* _Task directions_: The lines to copy are those in the records below that hold the word "wall".

*** Working data Section Begins ***

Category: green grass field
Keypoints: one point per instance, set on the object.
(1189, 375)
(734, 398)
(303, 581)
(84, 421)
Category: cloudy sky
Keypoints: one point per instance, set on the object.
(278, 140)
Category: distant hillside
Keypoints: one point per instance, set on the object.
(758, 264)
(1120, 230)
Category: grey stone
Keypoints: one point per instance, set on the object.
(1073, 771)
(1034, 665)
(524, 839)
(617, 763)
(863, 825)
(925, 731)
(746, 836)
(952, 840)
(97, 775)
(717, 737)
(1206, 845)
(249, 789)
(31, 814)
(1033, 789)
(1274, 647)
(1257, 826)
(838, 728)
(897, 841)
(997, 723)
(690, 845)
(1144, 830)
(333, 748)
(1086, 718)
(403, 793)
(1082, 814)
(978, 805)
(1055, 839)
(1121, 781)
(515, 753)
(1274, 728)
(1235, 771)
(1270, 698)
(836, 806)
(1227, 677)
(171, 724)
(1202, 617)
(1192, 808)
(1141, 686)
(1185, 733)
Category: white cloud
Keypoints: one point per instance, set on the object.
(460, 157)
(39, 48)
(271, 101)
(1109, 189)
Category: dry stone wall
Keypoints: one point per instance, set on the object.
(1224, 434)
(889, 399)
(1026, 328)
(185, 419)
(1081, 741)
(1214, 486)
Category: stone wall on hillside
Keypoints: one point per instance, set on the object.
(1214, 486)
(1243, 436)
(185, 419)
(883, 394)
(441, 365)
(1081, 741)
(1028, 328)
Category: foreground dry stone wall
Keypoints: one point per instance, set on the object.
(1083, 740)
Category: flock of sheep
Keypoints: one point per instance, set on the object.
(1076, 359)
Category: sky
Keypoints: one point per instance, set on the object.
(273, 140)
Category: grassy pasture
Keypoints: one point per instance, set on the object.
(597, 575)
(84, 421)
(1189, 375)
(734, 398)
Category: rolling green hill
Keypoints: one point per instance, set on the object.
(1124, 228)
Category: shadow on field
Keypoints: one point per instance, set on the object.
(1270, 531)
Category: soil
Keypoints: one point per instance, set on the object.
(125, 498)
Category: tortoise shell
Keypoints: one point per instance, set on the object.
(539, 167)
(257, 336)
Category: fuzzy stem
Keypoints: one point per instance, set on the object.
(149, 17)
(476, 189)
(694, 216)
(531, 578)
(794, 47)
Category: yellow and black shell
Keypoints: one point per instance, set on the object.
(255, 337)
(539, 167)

*** Working data Section Ends ***

* _Exercise result_:
Category: dry stone wall
Category: stone wall on hillside
Category: foreground dry stone wall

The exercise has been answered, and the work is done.